Please return the lines below verbatim, beginning at the one that has "[locate] green shrub" and stopping after the one that has "[locate] exposed soil", and add no other lines.
───── Records to use ─────
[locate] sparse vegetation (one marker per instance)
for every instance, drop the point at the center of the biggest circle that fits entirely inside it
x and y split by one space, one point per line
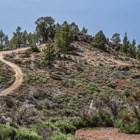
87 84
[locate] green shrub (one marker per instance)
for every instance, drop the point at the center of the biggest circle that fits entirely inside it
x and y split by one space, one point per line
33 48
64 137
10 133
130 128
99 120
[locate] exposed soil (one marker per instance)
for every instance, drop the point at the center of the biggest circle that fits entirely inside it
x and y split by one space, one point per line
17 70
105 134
─────
───── Records to use ─────
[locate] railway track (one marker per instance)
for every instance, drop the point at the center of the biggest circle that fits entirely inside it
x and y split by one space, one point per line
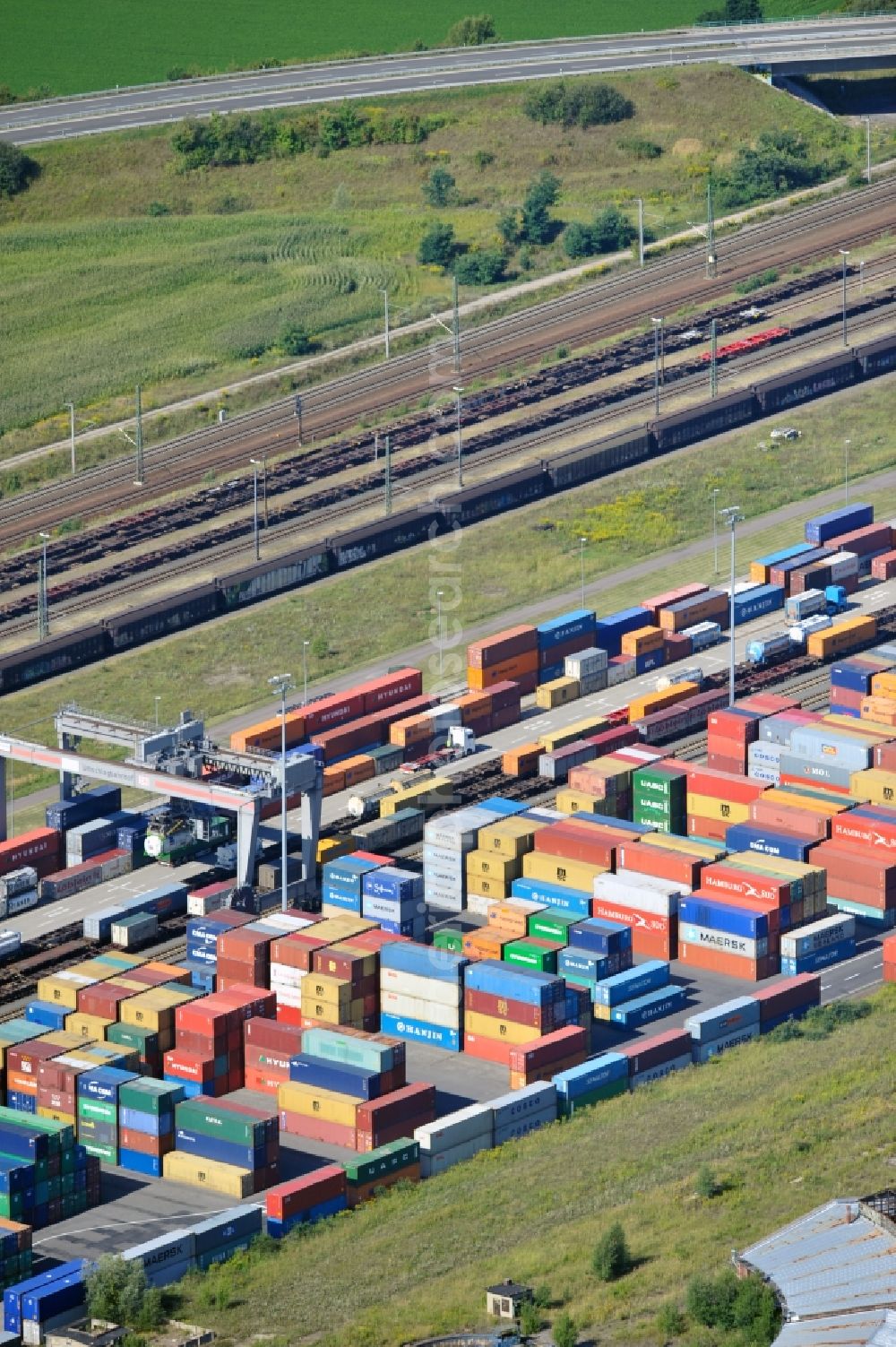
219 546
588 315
─────
───── Records to use ─────
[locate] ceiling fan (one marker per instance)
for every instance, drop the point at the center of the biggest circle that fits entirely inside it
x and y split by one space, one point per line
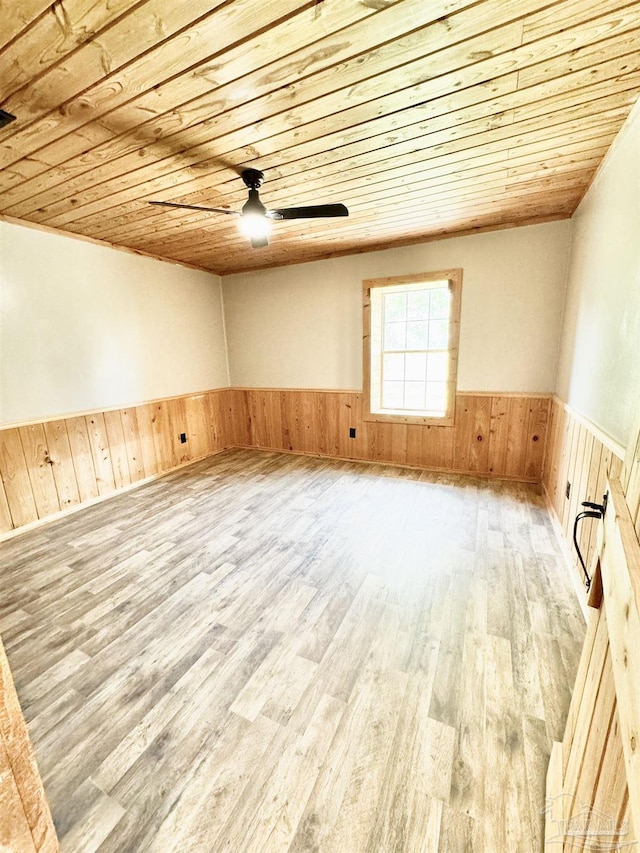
─────
# Answer section
[locate] green shrub (one marker per instance)
for every instance, drop the point at the center of the biggest circle that fits entirely inside it
x and y split by one space, one point per line
33 48
64 137
10 133
130 128
99 120
[locate] exposed soil (one marker per instance)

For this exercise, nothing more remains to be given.